◆ Assigned task: Reproduce the lines below exactly, starting at the one containing "Target: narrow lance-shaped leaf" and stopping at the final line.

--- --- ---

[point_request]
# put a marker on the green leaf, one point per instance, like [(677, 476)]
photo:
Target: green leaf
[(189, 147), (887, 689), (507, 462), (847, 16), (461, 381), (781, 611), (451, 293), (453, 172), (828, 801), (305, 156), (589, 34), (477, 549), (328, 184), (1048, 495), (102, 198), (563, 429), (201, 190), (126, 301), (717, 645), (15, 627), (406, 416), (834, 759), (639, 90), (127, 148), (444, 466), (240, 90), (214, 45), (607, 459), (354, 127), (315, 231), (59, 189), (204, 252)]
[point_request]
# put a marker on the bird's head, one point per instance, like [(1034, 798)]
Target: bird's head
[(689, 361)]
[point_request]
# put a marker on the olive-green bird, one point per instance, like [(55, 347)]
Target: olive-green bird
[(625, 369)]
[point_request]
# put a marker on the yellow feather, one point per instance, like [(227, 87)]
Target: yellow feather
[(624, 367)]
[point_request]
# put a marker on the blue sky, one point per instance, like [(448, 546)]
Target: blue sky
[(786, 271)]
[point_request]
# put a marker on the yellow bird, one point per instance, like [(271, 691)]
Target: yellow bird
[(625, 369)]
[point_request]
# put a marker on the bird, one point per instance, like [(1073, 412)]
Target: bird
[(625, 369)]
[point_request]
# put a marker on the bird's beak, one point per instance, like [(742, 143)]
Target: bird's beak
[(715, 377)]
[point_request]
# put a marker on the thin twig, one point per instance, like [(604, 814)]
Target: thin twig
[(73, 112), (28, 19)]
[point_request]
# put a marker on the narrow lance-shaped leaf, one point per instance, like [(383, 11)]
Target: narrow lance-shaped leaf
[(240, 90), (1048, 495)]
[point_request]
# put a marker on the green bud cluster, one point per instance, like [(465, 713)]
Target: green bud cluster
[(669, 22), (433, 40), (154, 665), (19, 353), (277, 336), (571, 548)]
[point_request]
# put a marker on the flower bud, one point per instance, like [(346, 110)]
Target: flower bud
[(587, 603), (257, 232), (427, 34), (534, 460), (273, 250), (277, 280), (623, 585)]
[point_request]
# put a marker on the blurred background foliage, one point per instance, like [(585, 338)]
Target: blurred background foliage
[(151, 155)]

--- --- ---

◆ Solution below:
Target: narrow lance-shaped leaf
[(240, 90), (1048, 495)]
[point_request]
# put a marker on the green bud cluster, one point per instance, like [(465, 713)]
Target: green bud cluster
[(669, 22), (433, 40), (154, 665), (19, 353), (277, 336), (571, 548)]
[point_request]
# put a marker on the flower bud, one point per instance, like [(346, 110)]
Target: flower bud
[(587, 603), (257, 232), (427, 34), (534, 460), (273, 250), (277, 280), (623, 585)]
[point_request]
# put a marker on the blurred background foliage, one point per instance, like [(585, 338)]
Target: blurred background foliage
[(151, 155)]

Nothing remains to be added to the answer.